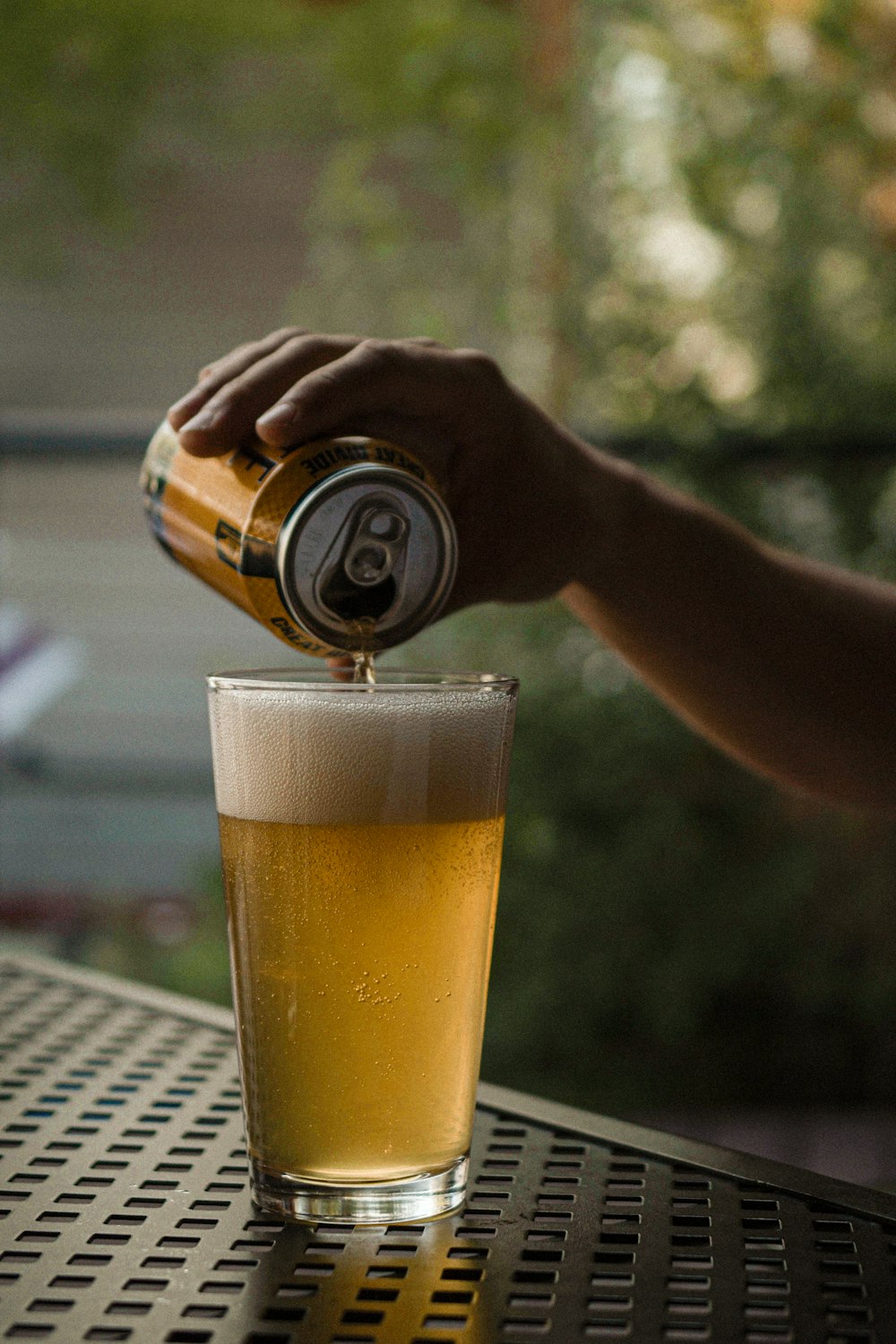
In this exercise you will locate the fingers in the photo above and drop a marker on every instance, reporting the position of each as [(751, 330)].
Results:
[(397, 378), (222, 370), (237, 390)]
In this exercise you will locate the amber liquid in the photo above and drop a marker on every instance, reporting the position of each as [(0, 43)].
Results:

### Exercise description
Write out, word for word, the part of the items that opens with the line containing "In this exercise you will locate the amber" and closes with the last line of the items.

### Output
In this exercise you will locate the amber liquid in the photo above and drop a marker on every instance, reporting the position of each as [(0, 43)].
Results:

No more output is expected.